▶ _EXERCISE PROMPT_:
Print every entry, word for word, and skip the images.

###

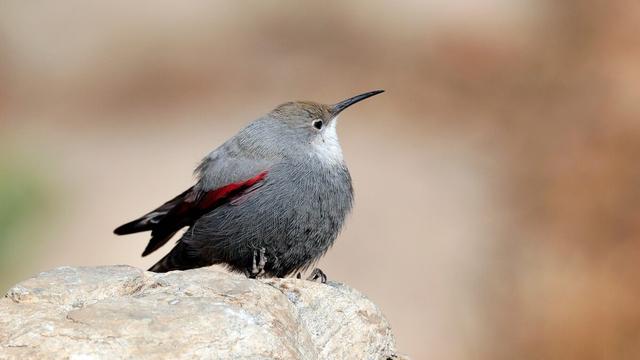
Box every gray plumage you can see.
[116,91,382,277]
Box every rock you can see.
[0,266,404,359]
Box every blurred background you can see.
[0,0,640,359]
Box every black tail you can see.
[149,242,214,272]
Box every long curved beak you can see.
[331,90,384,115]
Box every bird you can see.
[114,90,384,282]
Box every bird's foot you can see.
[245,248,267,279]
[306,268,327,284]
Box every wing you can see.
[114,170,268,256]
[114,125,278,256]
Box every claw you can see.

###

▶ _SOLUTION TO THIS EXERCISE_:
Box every gray plumage you can see.
[116,91,382,277]
Box every rock you can see.
[0,266,404,359]
Box every blurred background you can see.
[0,0,640,359]
Box every black tail you can see.
[149,242,214,272]
Box every long curved beak you can see.
[331,90,384,115]
Box every bird you can see.
[114,90,384,282]
Box every bird's foot you can see.
[245,248,267,279]
[306,268,327,284]
Box every wing you can see.
[114,170,268,256]
[114,125,278,256]
Box every claw you can see.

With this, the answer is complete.